Reproduce verbatim every line from the one containing "- **Query**: glass passenger capsule" down to the one containing "left=0, top=255, right=89, bottom=269", including both of those lines and nothing else.

Start of Dataset extract

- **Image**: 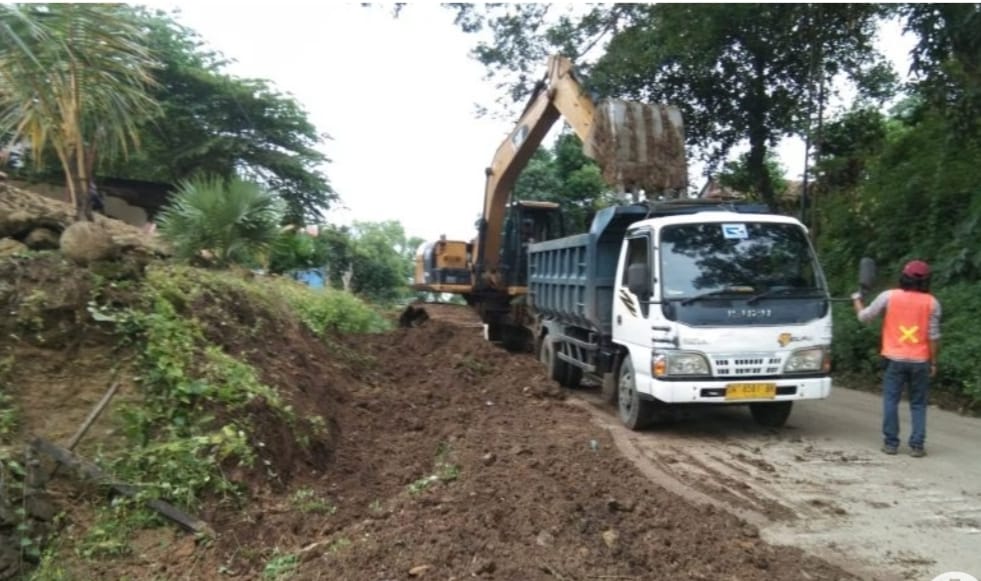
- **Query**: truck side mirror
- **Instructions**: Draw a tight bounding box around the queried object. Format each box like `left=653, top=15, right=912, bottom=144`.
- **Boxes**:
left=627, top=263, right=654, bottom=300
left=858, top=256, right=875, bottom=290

End of Dataset extract
Start of Dataset extract

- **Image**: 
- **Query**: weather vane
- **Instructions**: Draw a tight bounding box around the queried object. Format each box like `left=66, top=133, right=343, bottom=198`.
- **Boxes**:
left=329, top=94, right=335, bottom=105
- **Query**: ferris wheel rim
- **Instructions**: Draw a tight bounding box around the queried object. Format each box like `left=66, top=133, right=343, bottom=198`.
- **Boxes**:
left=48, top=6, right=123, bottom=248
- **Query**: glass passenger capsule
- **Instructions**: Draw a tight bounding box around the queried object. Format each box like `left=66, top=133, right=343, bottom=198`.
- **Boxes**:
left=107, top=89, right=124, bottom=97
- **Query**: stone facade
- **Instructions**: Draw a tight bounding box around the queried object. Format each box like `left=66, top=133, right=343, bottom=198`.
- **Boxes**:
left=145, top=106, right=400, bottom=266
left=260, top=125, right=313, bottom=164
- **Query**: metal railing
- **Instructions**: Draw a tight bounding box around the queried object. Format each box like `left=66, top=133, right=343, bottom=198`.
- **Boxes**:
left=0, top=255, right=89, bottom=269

End of Dataset extract
Start of Dataset extract

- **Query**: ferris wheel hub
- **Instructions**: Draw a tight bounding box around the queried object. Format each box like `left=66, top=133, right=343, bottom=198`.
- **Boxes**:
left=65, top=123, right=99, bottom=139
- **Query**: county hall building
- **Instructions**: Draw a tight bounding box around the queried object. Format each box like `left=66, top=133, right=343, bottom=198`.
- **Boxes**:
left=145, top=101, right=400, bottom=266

End of Dataset extract

## Response to this task
- **Query**: glass passenger capsule
- **Instructions**: Draw a tight bounding box around the queried object. Format each box like `left=66, top=133, right=343, bottom=198`.
- **Boxes**:
left=107, top=89, right=124, bottom=97
- **Query**: stone facade
- **Instructions**: Draw a tight bounding box around the queried object. Format each box like `left=66, top=133, right=343, bottom=198`.
- **Boxes**:
left=145, top=106, right=400, bottom=266
left=260, top=125, right=313, bottom=164
- **Query**: metal railing
- **Instructions**: Draw a tight bounding box around the queried object. Format each box like `left=66, top=133, right=343, bottom=198`.
- **Boxes**:
left=0, top=255, right=89, bottom=269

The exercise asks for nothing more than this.